(Point-based annotation data)

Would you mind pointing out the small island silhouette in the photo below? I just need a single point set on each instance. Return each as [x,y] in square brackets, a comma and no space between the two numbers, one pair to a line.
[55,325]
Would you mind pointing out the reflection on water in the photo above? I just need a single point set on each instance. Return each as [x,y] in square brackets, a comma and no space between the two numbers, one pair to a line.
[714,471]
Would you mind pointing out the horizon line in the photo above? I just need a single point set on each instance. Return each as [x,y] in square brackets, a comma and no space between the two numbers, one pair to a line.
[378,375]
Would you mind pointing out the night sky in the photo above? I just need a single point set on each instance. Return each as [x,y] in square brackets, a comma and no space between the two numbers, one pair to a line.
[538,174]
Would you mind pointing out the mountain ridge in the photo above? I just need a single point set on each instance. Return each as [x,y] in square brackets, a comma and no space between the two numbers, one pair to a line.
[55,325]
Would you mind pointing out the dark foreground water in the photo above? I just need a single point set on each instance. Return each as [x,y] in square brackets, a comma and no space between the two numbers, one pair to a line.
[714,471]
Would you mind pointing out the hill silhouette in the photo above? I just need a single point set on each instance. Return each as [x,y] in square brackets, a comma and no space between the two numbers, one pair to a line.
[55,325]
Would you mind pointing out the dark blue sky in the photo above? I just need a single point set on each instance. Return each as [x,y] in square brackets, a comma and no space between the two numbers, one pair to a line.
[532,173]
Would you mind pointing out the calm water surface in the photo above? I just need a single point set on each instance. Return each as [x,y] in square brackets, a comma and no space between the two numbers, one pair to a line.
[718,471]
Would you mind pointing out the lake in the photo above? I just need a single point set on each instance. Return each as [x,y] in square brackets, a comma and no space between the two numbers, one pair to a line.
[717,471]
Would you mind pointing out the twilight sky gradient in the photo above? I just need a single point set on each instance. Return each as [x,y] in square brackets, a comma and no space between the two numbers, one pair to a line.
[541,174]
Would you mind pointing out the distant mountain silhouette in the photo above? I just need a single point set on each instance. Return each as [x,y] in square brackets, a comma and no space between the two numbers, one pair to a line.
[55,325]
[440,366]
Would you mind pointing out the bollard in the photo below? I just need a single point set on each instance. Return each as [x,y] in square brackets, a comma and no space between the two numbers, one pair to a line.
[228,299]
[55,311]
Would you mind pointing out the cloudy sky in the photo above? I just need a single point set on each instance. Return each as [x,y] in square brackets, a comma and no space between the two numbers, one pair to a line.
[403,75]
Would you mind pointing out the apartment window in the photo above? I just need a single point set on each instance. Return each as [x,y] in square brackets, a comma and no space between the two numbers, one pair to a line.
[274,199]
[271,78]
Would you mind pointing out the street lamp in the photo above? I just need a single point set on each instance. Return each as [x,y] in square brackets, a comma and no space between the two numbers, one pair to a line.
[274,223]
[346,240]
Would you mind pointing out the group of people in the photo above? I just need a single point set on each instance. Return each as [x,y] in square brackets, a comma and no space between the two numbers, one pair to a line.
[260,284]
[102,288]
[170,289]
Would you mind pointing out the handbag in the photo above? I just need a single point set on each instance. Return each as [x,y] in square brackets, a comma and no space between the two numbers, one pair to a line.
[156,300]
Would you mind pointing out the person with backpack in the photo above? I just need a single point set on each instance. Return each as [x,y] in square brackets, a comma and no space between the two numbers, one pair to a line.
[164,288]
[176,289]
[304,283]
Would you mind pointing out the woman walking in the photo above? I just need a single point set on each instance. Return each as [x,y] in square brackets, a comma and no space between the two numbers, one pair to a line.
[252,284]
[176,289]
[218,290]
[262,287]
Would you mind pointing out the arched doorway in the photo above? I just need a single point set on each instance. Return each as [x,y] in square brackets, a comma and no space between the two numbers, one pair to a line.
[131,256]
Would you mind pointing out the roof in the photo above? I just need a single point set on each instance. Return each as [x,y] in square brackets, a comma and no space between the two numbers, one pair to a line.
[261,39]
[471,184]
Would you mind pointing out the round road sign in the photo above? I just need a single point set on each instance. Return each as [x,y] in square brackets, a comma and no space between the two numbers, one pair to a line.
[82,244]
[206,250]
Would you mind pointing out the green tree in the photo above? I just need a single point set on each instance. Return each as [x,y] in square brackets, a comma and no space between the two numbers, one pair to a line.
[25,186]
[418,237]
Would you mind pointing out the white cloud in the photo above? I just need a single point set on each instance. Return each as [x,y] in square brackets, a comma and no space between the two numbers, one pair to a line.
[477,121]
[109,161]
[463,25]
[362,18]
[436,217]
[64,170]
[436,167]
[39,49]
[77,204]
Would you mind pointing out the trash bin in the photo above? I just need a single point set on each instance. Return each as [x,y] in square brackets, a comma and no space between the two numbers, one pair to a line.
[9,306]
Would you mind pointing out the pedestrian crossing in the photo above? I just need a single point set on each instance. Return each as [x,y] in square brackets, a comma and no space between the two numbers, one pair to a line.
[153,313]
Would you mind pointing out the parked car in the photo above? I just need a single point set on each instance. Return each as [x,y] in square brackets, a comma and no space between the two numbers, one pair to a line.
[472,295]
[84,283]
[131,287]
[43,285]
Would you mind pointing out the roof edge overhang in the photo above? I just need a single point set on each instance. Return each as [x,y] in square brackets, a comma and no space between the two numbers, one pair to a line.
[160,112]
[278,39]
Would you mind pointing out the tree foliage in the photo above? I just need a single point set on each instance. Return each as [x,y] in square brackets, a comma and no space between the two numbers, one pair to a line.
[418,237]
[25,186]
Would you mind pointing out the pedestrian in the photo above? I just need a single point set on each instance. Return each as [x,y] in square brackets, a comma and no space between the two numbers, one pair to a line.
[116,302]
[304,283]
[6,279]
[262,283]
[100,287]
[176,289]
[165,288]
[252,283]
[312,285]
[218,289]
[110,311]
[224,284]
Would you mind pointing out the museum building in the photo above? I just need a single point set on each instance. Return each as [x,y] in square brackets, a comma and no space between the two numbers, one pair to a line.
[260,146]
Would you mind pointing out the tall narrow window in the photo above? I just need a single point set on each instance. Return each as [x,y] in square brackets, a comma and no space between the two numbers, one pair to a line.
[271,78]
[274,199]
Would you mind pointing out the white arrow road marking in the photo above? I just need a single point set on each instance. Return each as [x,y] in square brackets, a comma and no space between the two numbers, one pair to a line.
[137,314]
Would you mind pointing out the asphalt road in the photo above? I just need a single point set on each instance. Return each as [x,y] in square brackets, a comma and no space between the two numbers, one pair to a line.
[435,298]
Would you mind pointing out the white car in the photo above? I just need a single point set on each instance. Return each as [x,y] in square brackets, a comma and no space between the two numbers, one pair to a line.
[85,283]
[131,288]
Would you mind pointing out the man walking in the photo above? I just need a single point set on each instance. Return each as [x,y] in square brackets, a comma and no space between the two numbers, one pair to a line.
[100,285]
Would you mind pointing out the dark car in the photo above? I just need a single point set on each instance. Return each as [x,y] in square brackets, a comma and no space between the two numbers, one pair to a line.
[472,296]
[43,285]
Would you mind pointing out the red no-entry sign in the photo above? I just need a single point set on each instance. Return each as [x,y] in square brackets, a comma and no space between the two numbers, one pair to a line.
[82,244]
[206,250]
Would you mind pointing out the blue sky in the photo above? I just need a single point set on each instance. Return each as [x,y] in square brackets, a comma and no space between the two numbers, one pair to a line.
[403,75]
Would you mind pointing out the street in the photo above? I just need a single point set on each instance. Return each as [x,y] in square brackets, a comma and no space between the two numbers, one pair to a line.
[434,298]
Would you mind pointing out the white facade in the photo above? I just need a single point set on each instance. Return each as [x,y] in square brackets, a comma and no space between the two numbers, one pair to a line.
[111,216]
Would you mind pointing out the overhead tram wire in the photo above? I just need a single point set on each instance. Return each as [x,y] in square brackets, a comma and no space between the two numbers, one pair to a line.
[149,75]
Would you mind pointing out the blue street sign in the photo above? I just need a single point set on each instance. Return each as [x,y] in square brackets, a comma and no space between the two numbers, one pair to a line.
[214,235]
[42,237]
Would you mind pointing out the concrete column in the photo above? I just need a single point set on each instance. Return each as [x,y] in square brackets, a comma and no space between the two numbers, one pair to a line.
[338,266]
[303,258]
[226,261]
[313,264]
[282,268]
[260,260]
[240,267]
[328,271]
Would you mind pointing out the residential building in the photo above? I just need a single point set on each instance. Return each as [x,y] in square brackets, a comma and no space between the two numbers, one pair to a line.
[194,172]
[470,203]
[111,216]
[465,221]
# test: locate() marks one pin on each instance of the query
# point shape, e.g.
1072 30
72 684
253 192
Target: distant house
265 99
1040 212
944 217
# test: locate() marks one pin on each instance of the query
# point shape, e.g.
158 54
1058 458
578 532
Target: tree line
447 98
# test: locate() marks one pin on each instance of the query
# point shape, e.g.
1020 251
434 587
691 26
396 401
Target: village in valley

[REQUIRED WORK] Rewrite the lines from the one containing "Would you mind pointing out the residential" through the end of the records, changing "Target" to "Label" and leaving everything else as it is.

[COMPLETED TASK]
Would you mind pointing out the residential building in the photo above? I just need a single point set on each instance. Return each as [x,y] in square brackets, a comma and no space between the two numbers, one pair to a line.
[194,172]
[470,203]
[111,216]
[465,221]
# test: locate() marks one pin on each instance of the query
# point shape, e.g.
1072 30
72 684
253 192
Label: distant house
265 99
1040 212
944 217
# test: locate() marks one pin on each instance of the query
# point shape, e.g.
158 54
1058 458
578 532
Label: tree line
447 98
# test: locate() marks one pin on each instance of the query
# point shape, e.g.
1020 251
434 587
691 26
396 401
Label: village in valley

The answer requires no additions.